§ REQUIREMENT: Below are some records; state how many of their lines contain the word "shot", and add nothing.

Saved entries
──────────────────────────────
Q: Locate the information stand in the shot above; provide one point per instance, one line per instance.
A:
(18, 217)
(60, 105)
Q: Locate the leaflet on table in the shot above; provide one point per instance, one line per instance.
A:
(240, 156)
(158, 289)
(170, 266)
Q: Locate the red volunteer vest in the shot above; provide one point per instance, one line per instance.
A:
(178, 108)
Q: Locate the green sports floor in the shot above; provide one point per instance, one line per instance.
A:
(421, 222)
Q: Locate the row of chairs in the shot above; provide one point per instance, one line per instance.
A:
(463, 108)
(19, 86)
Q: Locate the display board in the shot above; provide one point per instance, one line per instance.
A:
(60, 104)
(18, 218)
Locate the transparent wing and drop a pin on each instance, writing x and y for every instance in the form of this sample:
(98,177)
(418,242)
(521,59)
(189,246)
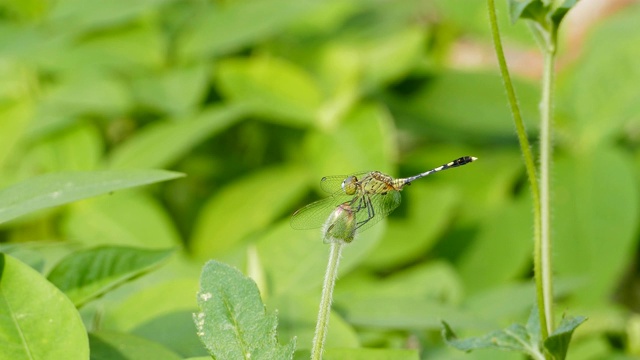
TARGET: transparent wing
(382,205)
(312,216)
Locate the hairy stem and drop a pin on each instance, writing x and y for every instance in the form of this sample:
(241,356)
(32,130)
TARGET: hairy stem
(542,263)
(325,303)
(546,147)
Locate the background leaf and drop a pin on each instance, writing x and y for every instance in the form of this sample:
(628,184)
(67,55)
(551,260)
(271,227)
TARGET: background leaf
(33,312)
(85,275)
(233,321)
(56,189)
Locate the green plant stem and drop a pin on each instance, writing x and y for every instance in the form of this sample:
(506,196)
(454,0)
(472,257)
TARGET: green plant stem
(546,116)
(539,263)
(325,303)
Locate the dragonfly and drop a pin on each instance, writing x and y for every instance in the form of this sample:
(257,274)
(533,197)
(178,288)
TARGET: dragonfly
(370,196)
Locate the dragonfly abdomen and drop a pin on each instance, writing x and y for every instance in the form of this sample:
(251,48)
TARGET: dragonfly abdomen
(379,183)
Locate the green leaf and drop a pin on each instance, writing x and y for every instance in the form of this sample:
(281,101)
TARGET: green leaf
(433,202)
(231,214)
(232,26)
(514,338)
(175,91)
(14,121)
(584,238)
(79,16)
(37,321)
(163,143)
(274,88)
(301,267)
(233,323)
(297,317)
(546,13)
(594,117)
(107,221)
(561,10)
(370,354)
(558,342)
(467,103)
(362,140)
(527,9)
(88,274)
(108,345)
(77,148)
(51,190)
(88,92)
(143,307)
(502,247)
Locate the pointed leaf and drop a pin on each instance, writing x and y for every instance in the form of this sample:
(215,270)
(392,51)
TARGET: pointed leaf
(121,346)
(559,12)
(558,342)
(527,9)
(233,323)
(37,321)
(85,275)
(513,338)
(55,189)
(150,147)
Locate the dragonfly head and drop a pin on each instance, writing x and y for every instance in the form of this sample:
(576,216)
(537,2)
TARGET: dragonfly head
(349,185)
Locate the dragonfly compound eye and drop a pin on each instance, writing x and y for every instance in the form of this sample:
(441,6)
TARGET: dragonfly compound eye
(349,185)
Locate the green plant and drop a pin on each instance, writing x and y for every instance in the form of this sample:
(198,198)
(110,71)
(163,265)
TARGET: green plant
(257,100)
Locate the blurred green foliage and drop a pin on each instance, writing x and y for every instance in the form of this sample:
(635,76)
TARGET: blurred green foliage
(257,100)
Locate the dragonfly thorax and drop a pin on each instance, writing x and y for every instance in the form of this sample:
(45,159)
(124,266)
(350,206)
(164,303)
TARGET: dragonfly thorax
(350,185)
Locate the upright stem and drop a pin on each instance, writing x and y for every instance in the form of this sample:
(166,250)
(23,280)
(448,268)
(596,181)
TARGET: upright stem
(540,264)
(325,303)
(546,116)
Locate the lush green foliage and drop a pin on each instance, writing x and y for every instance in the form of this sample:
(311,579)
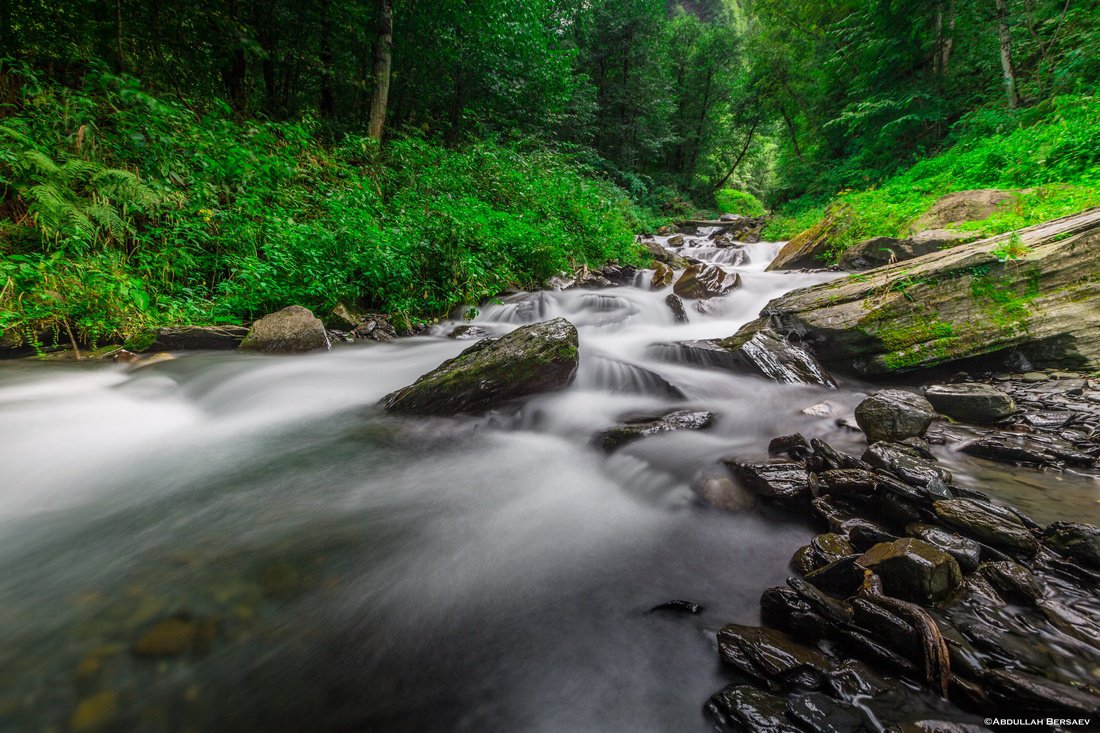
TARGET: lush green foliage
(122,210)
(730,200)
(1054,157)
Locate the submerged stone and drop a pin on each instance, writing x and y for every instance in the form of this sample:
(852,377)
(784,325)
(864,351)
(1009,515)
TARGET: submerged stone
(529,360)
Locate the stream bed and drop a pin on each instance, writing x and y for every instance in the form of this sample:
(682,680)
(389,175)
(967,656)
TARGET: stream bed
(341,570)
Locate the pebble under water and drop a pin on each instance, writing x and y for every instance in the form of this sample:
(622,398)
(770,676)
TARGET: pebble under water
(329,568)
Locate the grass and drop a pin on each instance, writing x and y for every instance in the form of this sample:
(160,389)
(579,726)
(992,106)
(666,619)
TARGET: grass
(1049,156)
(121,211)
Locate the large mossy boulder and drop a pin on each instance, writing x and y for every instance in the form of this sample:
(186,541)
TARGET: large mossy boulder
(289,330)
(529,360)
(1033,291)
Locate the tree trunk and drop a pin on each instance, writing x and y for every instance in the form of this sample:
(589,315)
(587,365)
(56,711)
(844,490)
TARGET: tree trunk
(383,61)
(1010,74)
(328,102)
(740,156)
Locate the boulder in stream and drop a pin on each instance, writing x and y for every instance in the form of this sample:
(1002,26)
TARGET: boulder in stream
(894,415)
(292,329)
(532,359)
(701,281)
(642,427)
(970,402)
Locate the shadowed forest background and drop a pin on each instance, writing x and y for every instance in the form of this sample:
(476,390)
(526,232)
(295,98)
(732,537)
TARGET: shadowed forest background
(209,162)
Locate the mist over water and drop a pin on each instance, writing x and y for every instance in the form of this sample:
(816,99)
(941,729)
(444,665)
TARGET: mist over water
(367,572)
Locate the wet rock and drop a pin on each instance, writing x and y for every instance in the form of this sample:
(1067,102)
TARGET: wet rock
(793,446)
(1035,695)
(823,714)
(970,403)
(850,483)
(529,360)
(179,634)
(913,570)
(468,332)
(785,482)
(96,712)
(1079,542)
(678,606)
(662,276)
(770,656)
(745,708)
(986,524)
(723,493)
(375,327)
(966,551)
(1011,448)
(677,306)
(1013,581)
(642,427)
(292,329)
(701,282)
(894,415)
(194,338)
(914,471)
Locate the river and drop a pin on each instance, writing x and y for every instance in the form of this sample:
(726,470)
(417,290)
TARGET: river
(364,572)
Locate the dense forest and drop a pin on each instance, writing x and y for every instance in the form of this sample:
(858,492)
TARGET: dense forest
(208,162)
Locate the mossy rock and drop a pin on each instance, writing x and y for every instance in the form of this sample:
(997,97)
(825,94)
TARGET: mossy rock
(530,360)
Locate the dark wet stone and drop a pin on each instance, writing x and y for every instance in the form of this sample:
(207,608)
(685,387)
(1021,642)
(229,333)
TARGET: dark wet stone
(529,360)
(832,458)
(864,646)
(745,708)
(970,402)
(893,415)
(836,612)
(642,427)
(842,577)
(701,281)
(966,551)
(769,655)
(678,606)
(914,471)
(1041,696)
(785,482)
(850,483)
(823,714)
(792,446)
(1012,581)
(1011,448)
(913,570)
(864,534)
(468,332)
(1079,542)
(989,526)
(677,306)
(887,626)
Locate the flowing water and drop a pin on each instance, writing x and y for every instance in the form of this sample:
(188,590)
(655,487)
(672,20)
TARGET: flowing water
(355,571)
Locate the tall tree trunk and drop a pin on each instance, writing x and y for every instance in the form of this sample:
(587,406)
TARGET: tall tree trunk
──────────────────────────────
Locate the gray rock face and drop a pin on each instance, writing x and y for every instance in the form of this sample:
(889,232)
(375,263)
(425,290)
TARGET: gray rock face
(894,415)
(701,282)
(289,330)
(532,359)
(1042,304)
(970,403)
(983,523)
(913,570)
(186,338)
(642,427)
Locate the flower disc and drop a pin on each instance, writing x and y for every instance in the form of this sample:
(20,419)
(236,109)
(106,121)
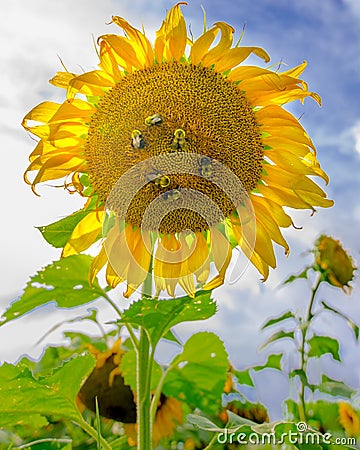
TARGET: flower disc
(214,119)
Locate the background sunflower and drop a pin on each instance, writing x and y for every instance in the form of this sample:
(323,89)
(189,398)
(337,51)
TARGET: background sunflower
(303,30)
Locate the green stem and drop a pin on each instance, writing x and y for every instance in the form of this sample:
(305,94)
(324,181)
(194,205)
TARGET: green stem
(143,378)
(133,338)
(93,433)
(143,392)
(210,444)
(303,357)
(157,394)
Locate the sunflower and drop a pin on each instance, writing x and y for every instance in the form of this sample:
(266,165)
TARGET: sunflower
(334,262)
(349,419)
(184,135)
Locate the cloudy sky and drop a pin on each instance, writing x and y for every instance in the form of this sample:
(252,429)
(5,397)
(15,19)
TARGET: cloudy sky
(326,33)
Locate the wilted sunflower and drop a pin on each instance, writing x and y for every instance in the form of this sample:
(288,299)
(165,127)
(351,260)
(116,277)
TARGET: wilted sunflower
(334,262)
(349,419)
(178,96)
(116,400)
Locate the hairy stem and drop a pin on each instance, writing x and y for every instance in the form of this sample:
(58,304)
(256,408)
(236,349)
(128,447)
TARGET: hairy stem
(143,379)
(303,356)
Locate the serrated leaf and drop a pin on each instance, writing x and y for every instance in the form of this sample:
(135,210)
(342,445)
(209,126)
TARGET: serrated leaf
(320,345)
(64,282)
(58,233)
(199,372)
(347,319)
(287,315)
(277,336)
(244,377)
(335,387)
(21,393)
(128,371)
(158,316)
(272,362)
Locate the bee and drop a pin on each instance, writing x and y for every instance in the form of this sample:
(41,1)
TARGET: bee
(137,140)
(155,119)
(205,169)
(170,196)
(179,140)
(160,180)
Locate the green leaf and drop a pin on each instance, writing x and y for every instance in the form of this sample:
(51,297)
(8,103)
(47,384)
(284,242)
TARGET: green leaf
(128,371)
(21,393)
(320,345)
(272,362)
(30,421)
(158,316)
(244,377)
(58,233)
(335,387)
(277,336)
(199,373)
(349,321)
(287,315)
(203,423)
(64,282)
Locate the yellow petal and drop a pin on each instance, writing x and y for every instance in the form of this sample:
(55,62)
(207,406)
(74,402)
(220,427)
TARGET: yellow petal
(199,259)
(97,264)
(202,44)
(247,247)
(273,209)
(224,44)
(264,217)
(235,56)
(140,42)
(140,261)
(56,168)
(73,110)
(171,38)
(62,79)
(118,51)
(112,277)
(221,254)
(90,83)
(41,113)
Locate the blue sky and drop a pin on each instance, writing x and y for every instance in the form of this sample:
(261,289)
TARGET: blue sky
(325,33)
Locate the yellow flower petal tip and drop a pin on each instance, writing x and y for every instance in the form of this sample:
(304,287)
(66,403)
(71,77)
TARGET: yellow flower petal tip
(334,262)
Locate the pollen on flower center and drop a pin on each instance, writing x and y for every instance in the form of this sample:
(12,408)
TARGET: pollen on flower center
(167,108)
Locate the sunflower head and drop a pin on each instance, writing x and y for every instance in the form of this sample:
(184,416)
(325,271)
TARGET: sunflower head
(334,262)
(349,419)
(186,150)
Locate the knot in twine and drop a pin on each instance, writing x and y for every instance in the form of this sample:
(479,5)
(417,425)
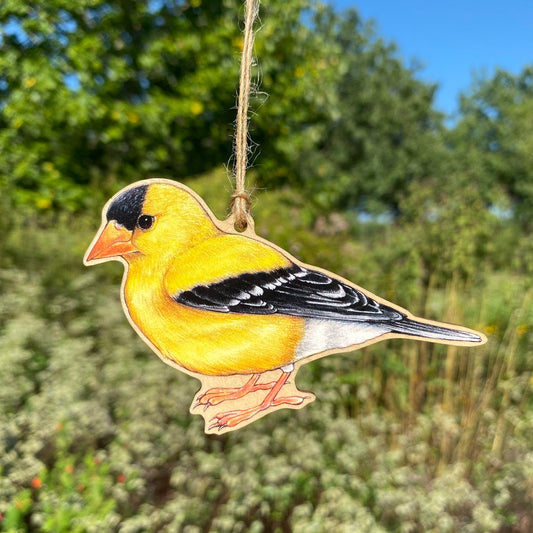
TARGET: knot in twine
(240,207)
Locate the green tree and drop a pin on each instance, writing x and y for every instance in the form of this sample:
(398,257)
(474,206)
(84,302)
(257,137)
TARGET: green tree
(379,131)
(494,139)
──────────────────────────────
§ YOUR RESPONSE: 6